Source records.
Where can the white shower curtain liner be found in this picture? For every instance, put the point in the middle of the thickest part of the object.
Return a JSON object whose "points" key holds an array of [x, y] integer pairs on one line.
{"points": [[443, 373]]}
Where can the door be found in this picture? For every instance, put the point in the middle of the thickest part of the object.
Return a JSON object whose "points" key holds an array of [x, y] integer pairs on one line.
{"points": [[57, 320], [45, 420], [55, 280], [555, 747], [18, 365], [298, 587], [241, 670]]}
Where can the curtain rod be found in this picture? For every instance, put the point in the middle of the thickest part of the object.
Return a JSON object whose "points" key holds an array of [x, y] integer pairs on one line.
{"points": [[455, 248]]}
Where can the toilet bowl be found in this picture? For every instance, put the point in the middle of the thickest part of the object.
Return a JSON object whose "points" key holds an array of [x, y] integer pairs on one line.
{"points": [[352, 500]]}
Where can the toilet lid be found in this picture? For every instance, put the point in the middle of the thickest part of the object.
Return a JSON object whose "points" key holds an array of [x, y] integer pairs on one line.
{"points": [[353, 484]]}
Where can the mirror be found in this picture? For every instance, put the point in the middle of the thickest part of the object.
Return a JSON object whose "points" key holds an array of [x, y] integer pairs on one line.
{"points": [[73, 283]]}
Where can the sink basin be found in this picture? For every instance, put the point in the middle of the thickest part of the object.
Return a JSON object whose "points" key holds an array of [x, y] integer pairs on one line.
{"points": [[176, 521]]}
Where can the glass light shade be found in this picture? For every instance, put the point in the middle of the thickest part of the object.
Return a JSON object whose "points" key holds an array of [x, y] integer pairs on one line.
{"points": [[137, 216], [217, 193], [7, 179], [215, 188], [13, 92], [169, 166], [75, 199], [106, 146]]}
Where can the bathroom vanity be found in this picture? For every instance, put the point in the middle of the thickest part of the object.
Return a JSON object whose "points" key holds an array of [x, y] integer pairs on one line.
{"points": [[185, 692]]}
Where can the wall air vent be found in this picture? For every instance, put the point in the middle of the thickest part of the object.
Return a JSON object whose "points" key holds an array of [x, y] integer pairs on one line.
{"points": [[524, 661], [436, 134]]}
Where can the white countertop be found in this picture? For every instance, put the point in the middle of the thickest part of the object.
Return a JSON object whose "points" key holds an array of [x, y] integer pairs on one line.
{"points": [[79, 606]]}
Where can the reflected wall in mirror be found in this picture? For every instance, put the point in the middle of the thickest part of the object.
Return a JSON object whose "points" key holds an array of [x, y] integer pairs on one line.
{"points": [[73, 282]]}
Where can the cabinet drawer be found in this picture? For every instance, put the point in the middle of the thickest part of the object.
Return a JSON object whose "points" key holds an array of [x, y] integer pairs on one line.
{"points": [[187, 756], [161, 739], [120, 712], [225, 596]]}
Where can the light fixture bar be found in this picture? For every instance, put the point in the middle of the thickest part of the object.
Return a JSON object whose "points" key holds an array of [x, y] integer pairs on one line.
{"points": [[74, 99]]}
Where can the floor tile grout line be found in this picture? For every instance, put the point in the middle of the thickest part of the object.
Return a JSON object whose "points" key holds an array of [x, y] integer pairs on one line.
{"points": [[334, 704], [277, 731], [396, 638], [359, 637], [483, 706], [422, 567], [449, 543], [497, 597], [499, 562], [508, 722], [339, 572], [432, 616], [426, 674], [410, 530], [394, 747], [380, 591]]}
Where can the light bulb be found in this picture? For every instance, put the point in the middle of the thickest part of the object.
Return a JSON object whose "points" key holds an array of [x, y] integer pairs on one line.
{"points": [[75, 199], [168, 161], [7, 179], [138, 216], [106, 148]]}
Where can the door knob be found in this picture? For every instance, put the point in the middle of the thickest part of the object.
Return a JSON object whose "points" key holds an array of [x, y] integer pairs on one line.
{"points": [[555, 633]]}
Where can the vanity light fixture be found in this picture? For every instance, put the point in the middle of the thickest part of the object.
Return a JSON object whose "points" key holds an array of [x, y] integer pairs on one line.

Task.
Convert the part of the records that opens with the line containing "Where can the door knob" and continues through the end of the records into a JSON list of strings, with one string per line and blank lines omitted.

Solution.
[
  "Where can the door knob be found in this picture? For every instance, put the point in the middle of the thickest part of the object.",
  "Return a JSON object whose \"points\" key holds an array of [x, y] integer pairs on one line.",
  "{\"points\": [[555, 633]]}",
  "Where can the vanity light fixture be found in this picture? For every instance, put the point in the middle of the thickest part of the object.",
  "Return a JSON object whose \"points\" key holds an array of [x, y] integer pairs on one line."
]